→ Work task: Number of lines with "query" in the listing: report it, and nothing else.

→ Source material:
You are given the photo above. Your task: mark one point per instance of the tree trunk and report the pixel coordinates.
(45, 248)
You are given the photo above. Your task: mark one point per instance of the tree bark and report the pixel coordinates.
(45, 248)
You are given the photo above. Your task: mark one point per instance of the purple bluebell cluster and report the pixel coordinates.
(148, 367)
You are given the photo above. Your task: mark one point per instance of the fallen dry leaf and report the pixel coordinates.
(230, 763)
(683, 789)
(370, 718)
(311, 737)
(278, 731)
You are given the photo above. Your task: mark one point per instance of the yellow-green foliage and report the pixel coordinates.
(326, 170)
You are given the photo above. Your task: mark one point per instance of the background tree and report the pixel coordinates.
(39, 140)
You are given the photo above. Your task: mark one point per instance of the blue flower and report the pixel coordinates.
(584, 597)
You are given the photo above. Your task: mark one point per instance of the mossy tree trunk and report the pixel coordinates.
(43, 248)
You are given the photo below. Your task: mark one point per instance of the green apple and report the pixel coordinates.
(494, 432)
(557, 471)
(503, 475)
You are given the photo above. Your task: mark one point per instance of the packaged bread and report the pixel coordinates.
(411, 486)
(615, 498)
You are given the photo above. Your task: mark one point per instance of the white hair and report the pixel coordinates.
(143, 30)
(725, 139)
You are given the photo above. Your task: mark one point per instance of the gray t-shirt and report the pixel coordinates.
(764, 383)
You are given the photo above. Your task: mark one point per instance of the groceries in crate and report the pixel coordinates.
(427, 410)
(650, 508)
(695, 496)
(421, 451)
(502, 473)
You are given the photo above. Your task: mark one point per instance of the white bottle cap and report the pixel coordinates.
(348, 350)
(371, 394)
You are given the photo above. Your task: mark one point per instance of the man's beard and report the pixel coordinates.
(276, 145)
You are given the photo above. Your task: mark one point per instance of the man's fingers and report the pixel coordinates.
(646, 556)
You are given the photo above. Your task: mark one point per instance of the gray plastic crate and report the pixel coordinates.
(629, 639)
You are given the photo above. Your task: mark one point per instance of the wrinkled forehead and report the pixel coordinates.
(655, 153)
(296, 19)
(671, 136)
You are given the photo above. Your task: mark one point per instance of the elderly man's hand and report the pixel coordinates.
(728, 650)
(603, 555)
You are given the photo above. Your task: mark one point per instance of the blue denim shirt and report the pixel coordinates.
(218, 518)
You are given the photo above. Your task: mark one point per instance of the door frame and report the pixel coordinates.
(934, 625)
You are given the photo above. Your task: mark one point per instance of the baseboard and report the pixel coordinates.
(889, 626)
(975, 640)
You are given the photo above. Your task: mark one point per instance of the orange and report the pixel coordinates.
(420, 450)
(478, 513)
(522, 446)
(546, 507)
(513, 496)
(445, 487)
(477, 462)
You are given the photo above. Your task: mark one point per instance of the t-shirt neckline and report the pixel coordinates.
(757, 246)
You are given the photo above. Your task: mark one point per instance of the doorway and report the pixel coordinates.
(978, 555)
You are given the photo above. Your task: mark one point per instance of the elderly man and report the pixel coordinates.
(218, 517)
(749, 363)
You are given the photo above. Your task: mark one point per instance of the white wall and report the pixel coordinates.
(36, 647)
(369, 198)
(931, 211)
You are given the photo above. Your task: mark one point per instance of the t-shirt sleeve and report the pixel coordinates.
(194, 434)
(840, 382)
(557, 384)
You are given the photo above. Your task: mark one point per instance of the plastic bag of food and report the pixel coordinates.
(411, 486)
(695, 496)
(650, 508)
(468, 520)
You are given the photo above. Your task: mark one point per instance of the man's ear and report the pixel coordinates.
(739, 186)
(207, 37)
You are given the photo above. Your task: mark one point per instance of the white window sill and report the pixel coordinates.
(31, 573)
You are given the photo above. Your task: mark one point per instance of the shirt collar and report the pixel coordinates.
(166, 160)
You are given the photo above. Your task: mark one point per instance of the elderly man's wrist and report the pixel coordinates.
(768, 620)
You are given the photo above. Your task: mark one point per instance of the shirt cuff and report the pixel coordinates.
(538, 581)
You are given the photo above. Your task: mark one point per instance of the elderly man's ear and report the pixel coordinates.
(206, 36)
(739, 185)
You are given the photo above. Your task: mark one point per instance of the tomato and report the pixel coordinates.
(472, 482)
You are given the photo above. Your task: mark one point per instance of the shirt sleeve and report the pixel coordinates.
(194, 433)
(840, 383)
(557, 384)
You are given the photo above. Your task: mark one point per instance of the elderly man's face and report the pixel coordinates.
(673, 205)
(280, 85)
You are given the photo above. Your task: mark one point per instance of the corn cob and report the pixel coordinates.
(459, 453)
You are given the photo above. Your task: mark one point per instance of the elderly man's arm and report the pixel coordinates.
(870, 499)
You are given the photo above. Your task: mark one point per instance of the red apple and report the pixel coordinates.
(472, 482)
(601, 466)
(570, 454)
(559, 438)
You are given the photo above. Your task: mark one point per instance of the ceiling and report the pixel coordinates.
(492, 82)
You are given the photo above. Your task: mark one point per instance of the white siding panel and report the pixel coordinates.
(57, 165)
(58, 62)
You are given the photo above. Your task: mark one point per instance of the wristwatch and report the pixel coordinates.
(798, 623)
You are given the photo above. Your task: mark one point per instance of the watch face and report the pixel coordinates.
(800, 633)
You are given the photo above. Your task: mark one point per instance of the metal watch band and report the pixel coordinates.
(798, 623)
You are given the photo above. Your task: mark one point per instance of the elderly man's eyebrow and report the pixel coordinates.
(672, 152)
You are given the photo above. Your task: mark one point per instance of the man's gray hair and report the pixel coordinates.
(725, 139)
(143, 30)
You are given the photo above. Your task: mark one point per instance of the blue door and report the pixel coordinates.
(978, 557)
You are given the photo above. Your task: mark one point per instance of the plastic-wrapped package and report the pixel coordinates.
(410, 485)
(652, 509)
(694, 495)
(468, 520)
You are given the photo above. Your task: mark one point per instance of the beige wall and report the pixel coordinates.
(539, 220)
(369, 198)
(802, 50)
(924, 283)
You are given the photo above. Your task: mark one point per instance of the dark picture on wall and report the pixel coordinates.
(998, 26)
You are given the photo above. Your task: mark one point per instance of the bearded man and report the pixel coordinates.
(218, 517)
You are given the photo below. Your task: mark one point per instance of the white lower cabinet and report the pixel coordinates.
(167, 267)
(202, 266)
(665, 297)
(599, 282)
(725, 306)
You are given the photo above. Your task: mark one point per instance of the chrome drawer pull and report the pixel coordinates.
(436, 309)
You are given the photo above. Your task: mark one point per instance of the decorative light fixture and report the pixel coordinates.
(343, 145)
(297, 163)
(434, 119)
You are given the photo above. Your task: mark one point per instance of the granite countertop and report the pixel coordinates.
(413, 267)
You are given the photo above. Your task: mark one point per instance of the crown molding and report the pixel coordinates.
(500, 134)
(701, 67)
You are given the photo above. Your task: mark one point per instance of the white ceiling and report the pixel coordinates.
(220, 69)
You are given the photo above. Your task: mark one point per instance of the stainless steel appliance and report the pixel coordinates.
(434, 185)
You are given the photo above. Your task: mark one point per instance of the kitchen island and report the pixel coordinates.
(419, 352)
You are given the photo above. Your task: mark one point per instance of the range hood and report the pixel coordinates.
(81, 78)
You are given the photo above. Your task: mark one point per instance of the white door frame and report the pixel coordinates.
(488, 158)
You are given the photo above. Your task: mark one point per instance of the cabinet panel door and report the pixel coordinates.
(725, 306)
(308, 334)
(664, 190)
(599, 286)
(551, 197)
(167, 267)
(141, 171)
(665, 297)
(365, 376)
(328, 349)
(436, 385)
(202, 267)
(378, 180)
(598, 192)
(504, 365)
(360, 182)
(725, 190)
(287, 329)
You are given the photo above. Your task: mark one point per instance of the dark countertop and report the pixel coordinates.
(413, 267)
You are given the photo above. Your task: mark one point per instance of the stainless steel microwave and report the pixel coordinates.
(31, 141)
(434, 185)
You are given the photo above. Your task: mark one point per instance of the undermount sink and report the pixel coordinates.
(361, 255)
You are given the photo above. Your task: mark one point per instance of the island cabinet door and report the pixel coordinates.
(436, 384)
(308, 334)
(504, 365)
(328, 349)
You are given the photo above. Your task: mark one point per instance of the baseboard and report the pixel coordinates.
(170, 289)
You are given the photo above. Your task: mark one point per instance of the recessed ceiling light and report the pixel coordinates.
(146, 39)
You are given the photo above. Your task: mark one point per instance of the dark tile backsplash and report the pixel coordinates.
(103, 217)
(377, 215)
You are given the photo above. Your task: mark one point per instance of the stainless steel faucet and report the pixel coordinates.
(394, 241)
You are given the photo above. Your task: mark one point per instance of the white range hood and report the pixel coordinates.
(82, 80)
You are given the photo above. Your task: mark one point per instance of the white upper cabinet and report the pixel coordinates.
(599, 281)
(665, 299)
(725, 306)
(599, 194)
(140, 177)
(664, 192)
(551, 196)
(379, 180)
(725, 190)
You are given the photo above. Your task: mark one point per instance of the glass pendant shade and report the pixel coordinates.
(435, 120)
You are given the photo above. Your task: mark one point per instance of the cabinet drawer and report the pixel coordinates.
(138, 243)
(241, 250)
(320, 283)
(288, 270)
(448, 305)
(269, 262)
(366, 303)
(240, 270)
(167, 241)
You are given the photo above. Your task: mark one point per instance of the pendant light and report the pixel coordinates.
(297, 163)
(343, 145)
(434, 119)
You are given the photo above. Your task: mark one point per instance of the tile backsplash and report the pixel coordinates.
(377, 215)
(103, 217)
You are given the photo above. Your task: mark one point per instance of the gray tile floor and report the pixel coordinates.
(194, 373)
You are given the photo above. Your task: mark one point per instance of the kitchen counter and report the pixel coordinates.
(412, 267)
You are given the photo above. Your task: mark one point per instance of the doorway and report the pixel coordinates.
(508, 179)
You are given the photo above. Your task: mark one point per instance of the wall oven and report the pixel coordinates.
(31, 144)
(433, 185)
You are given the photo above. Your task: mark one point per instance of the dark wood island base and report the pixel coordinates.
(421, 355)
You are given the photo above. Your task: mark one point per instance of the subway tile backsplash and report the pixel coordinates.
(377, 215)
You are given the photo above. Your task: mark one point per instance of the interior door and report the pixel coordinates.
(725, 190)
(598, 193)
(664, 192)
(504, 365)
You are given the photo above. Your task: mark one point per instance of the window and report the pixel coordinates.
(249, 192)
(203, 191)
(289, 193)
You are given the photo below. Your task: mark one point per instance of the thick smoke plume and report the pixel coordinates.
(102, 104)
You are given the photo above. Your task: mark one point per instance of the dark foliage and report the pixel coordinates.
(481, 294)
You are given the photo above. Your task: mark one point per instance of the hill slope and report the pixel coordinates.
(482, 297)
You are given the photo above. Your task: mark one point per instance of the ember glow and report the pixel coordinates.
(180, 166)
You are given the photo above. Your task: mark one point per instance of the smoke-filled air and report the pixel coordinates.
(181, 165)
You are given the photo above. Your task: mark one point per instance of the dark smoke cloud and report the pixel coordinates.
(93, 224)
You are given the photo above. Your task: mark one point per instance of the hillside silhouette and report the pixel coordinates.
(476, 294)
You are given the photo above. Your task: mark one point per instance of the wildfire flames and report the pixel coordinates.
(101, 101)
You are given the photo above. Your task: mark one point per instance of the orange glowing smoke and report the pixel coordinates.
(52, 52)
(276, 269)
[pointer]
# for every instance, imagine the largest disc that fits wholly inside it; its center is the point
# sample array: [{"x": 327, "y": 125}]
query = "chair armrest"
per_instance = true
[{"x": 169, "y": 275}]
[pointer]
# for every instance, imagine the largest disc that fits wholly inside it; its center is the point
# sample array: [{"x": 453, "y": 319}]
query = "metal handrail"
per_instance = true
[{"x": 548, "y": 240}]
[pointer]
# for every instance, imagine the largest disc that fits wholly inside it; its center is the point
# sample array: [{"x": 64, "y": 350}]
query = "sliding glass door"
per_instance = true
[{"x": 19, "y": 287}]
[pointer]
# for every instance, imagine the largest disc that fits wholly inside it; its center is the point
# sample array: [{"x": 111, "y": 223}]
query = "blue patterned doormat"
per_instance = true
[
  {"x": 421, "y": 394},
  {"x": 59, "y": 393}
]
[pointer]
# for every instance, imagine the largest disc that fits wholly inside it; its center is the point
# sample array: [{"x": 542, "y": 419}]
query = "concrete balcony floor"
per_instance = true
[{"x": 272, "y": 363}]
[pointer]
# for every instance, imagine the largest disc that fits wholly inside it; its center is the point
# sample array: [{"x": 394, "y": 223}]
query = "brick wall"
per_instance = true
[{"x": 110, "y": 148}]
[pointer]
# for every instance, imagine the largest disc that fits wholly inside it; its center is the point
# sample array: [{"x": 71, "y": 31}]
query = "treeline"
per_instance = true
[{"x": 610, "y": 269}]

→ Written answer: 7